■ INSTRUCTIONS FOR THE TASK
Task for the listing below: copy it out in full, exactly.

■ GIVEN INFORMATION
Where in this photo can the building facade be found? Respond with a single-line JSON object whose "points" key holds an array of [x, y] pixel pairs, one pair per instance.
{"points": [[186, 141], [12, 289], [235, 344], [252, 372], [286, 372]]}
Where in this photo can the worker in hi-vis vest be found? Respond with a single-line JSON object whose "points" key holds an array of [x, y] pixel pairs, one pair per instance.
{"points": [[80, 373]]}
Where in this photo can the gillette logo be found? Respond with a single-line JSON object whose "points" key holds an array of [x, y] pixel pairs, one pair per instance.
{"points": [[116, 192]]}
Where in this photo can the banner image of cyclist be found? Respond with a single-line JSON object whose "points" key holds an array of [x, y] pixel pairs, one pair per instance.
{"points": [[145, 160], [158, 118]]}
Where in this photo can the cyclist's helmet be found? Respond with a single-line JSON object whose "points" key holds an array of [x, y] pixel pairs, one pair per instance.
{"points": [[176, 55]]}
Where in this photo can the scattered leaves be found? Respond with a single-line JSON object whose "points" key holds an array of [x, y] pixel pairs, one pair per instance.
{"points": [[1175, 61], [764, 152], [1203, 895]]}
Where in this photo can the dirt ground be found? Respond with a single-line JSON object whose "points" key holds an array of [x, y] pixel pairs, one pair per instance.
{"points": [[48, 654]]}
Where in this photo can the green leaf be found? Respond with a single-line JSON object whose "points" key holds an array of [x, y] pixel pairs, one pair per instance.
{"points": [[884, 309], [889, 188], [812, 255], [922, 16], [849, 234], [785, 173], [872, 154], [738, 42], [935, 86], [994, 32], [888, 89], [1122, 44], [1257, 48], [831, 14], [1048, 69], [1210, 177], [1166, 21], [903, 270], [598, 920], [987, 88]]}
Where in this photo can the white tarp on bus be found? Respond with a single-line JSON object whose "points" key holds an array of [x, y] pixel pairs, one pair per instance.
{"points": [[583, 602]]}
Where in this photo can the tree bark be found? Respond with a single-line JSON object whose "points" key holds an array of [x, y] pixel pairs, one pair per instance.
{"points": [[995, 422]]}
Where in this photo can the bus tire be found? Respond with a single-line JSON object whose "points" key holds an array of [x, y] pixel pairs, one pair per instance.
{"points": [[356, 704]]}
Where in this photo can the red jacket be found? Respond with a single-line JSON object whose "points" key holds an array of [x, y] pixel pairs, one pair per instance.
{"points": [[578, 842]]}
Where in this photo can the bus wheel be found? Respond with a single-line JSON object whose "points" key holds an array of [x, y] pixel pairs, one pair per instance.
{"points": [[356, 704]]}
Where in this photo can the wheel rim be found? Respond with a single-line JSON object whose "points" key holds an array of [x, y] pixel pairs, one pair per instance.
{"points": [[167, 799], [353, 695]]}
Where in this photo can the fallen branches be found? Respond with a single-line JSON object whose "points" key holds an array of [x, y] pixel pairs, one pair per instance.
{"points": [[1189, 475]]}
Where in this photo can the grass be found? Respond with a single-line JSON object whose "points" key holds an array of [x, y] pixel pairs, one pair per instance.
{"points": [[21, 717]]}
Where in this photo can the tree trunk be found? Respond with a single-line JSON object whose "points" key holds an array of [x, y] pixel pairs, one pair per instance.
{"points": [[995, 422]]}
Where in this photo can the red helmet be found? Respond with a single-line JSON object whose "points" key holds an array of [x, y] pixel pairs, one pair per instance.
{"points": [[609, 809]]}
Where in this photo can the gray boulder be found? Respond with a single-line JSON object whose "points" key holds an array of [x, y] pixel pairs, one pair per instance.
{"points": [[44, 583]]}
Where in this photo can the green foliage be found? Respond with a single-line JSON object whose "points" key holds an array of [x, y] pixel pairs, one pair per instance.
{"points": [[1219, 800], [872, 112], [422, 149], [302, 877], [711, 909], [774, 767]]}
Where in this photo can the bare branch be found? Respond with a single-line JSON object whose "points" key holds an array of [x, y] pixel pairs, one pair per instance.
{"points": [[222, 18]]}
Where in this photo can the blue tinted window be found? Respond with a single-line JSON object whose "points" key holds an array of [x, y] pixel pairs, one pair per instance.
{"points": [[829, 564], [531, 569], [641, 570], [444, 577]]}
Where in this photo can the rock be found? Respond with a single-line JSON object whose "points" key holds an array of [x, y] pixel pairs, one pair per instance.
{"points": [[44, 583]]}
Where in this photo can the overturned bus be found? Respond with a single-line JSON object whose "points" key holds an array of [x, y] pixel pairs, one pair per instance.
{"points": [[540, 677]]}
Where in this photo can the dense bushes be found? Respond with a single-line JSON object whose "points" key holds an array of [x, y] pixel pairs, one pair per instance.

■ TASK RESULT
Where in this photo can the building facade be found? Respond with a single-line JSON object whose "points" key holds an array of [x, y] pixel pairs, one pair per instance.
{"points": [[186, 141], [12, 289], [235, 344], [252, 372], [286, 372]]}
Where in this photo can the worker in hi-vis vest be found? Respond with a single-line JSON object whose "points" key holds an array of [x, y] pixel pairs, one pair per instance.
{"points": [[80, 373]]}
Where in this photo can the gillette logo be found? Respond with a single-line JSON object whose "points" key holds an array of [x, y] pixel pairs, one pair per instance.
{"points": [[116, 192]]}
Where in this photo can the banner image of cyclist be found? Respond with a single-line JSON object whose "points" key holds an array of [x, y] pixel pairs, one pair per instance.
{"points": [[145, 160], [158, 118]]}
Where in this photo can the cyclist's helmet be found? Respond with a single-line JSON object whose "points" key holds an array of [x, y] pixel pairs, one pair per instance.
{"points": [[176, 55]]}
Where in this photo can the scattered leaves be found? Respond with a single-line JSON object whose "points" key holds an array of [x, y] pixel pairs, one pair per instance.
{"points": [[1175, 61], [764, 152], [1203, 895]]}
Where in this photo can the dirt ground be found? Respond with a single-line JSON object whose "points" key holds an array of [x, y] pixel pairs, one pair per instance.
{"points": [[48, 654]]}
Where in this photo can the green leaf be found? Respond with a single-line JSON object whose "points" key holds an array of [x, y] pixel pairs, one pair per instance.
{"points": [[884, 309], [889, 188], [812, 255], [922, 16], [849, 234], [785, 173], [872, 154], [738, 42], [935, 86], [994, 32], [888, 89], [1122, 44], [1257, 48], [831, 14], [1048, 69], [1210, 177], [1166, 21], [903, 270], [598, 920], [987, 88]]}
Where in this photo can the white tarp on bus be found? Respond with a single-line JSON object whose "points" key holds an array of [x, y] pixel pairs, one pair per instance.
{"points": [[583, 602]]}
Where in this photo can the tree bark be found? Respond with a single-line JSON object whose "points" key holds an array of [x, y] pixel pairs, one pair per instance.
{"points": [[995, 422]]}
Where in this photo can the bus tire be found? Respond with a single-line JSON object whose "points" key holds an array of [x, y] pixel pairs, one pair per instance.
{"points": [[356, 704]]}
Where in this photo can the red jacket be found? Respond with a single-line JSON object whose "points" key holds an array of [x, y] pixel pairs, one pair per instance.
{"points": [[578, 842]]}
Where in this photo can the bus wheel be found? Respond with a single-line JSON object whose "points" key holds an array of [x, y] pixel pairs, one pair per instance.
{"points": [[356, 704]]}
Where in this photo can the wheel rim be found? Respond with a single-line JSON object whose "points" key holds an array of [x, y] pixel pairs, one pair per instance.
{"points": [[167, 799], [353, 695]]}
Where in this photo can the fallen branches be found? Respond with a single-line JSON object whose "points" key holds an array of [x, y] pixel pairs, one pair per instance.
{"points": [[1189, 475]]}
Where in this photo can the grass be found? Respond with a single-line JSON object whose "points" key holds an array of [x, y] pixel pairs, one pair per instance.
{"points": [[21, 717]]}
Where in this photo can the tree trunk be found? Respond with a single-line JSON object whose "points" key holds an array of [x, y] pixel pairs, one pair per instance.
{"points": [[995, 422]]}
Where in this photo can the red helmet be found? Respond with a single-line JSON object whose "points" key holds an array of [x, y] pixel pairs, one pair per instance.
{"points": [[609, 809]]}
Where in this photo can the gray boulder be found? Respond with a single-line JSON object whose "points" key holds an array of [x, y] pixel pairs, one pair per instance.
{"points": [[44, 583]]}
Where in this photo can the green foliage be found? Respond with a single-line JSON object whose "points" key holds an array of [x, y] pixel pairs, one pair per instance.
{"points": [[1219, 800], [872, 112], [422, 149], [302, 877], [711, 909], [774, 767]]}
Where in this photo can the bare branch be found? Respond with a single-line JSON object whose "points" key holds an array of [x, y] pixel pairs, one pair per instance.
{"points": [[222, 18]]}
Where in this photo can the blue tinted window be found? Respond with a single-line JSON object whose "points" key holds an array of [x, y] pixel pairs, one pair per instance.
{"points": [[829, 564], [531, 569], [641, 570], [444, 577]]}
Where in this photo can the rock be found? Respond with a single-line JSON object whose "points" key holds an array of [x, y] pixel pairs, one pair per instance.
{"points": [[44, 583]]}
Where in this photo can the overturned bus be found? Respond with a single-line JSON object whose "points" key holds an array of [x, y] pixel pairs, one pair per instance.
{"points": [[540, 677]]}
Where in this photo can the dense bushes be found? Respond with a single-line JSON object whose "points" key holds an array of [x, y] pixel pairs, one pair per instance.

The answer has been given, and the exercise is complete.